══ Selected extract

📂Dynamics

Proof of the LaSalle Invariance Principle

Principle

Buildup

Let’s consider a vector field given by the following differential equation for space $X$ and function $f : X \to X$. $$\dot{x} = f(x)$$ Let’s call the compact positively invariant set under the flow $\phi_t \left( \cdot \right)$ as $\mathcal{M} \subset \mathbb{R}^{n}$.

When a Lyapunov function $V : \mathcal{M} \to \mathbb{R}$ is defined as in $\mathcal{M}$, consider the following two sets. $$E := \left\{ x \in \mathcal{M} : V ' (x) = 0 \right\}$$ The set $M$ defined as follows for $E$ is called the Positively Invariant Part. $$M:=\left\{ \text{The union of all trajectories that start in E and remain in E for all } t >0 \right\}$$

Lasalle Invariance Principle

For all $x \in \mathcal{M}$, when $t \to \infty$ then it is $\phi_{t} (x) \to M$.

Proof ¹

Strategy: Mainly uses the definition of Lyapunov function and properties of omega limit sets.

════
══ Supplied material

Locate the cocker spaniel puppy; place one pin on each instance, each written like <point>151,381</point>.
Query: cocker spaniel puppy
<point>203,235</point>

════

Set task
From the buildup on the LaSalle Invariance Principle page, please list every set that the text introduces and assigns its own symbol, along with its description.

Output for this exercise
- X: the space on which the vector field ẋ = f(x) is given, with f : X → X
- Calligraphic M (𝓜 ⊂ ℝⁿ): the compact positively invariant set under the flow φₜ(·)
- E: the set of points x in 𝓜 where V′(x) = 0
- M: the Positively Invariant Part, the union of all trajectories that start in E and remain in E for all t > 0